Aujourd'hui, il en est temps, N.T.C.F., ouvrez les yeux aux enseignements de ce passé qui vient de se dérouler devant vous ; prêtez l'oreille aux révélations qui échappent parfois à l'ennemi dans cette confusion de la mêlée. Pour ne prendre que quelques exemples de ces aveux, n'a-t-on pas affiché sur toutes vos murailles des discours dans lesquels on affirmait que la Loi de Séparation était une loi parfaitement libérale, que les intentions du ministre qui en poursuivait la confection et l'application étaient toutes bienveillantes, toutes généreuses à l'égard des fidèles ? Or, voici que le plus âpre des persécuteurs et l'initiateur de cette rupture violente avec le Saint-Siège, reconnaît aujourd'hui que ces associations cultuelles, présentées comme le salut de l'Eglise, sont absolument en opposition avec la Constitution de l'Eglise Catholique. Lui-même il déclare que le Saint-Père, Chef de l'Eglise, ne pouvait faire autrement que de condamner cette loi et de se refuser à la laisser accepter par les catholiques. Il déclare qu'il connaissait bien lui-même à l'avance l'extrémité où il poussait le Chef de l'Eglise. C'était donc un piège, de l'aveu même de celui qui recommandait au Sénat le vote de la Loi (Voir les articles de M. Combes dans la Nouvelle Presse libre de Vienne).

 

Et cependant, n'y a-t-il pas encore parmi nous des catholiques qui, se laissant prendre aux affirmations, répétées avec une instance qui finit par ressembler à une cruelle ironie, acceptent comme libérales les intentions qui ont dicté la Loi de Séparation, et volontiers blâmeraient le Souverain Pontife d'en avoir déjoué les pièges, au prix de si grands sacrifices ?

 

Ne serions-nous donc pas aussi instruits des vérités de notre Foi relativement à la Sainte Eglise que ne le sont les ennemis de Dieu, que ne l'est lui-même cet adversaire haineux, sorti de nos rangs, et qui cependant se trouve bien obligé de rendre justice, en quelque mesure, au Saint-Siège et à notre bien-aimé Pie X ?

 

Et, en effet, Nos bien chers Frères, ces hésitations des esprits en face des directions du Saint-Père viennent surtout de l'ignorance d'un grand nombre, à l'égard des notions fondamentales de l'Eglise de Notre-Seigneur Jésus-Christ.
- - -
:: Travail à faire ::
1. Recopiez mot pour mot le passage de l'extrait sur la Loi de Séparation qui s'ouvre sur les mots « Et, en effet, Nos » et se clôt sur « de Notre-Seigneur Jésus-Christ. ».
2. Dites si chaque affirmation ci-dessous concorde avec l'extrait sur la Loi de Séparation. Répondez par oui ou non, puis citez fidèlement les mots du texte qui tranchent la question.
(a) Les articles de M. Combes ont paru dans un journal parisien.
(b) Les hésitations des esprits face aux directions du Saint-Père viennent surtout de l'ignorance d'un grand nombre.
(c) Le Souverain Pontife a déjoué les pièges de la Loi de Séparation sans aucun sacrifice.

:: Données brutes ::
- - -
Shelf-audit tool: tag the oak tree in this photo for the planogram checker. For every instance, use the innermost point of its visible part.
- - -
:: Réponses attendues ::
1.
Et, en effet, Nos bien chers Frères, ces hésitations des esprits en face des directions du Saint-Père viennent surtout de l'ignorance d'un grand nombre, à l'égard des notions fondamentales de l'Eglise de Notre-Seigneur Jésus-Christ.

2.
(a) Non : « dans la Nouvelle Presse libre de Vienne ».
(b) Oui : « viennent surtout de l'ignorance d'un grand nombre ».
(c) Non : « au prix de si grands sacrifices ».